Count how many lines in the records below contain the string "hillside", matching case exactly. Reply with the number alone.
——————
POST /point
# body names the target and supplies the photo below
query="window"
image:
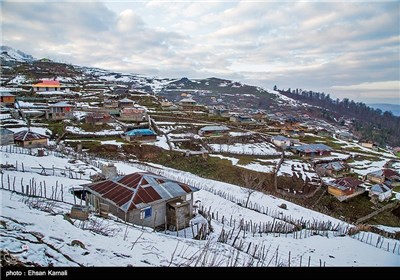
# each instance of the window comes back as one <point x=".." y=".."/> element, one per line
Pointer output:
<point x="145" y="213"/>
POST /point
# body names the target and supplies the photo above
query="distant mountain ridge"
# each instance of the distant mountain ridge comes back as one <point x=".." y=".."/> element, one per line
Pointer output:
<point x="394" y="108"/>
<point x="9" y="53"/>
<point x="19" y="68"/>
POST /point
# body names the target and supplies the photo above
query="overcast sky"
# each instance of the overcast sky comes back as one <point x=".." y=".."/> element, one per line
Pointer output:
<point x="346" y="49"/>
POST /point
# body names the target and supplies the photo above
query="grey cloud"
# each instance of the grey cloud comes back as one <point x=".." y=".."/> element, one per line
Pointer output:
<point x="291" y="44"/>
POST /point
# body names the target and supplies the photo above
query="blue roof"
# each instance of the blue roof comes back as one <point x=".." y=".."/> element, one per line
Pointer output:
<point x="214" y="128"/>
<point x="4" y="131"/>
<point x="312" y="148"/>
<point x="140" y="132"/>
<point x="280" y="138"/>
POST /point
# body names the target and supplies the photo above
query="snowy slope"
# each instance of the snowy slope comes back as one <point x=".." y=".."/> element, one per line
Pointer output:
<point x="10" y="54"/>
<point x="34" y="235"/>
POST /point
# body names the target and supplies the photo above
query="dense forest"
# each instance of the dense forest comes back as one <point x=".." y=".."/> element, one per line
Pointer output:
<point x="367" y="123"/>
——————
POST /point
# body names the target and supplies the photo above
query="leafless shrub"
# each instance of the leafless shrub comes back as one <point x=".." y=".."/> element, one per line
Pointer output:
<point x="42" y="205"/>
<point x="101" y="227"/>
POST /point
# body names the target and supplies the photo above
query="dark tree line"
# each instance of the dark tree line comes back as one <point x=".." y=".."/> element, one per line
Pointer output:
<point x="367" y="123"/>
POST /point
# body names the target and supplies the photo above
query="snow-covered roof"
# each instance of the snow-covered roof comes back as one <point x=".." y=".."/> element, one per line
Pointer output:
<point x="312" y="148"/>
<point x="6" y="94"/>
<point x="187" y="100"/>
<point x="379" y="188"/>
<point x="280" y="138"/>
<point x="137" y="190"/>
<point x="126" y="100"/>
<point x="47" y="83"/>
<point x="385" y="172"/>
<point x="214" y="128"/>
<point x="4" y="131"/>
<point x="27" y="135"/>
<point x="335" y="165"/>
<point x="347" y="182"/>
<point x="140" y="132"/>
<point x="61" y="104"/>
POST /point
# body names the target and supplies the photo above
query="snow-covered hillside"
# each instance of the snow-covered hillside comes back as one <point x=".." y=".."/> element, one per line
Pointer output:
——————
### THE RESPONSE
2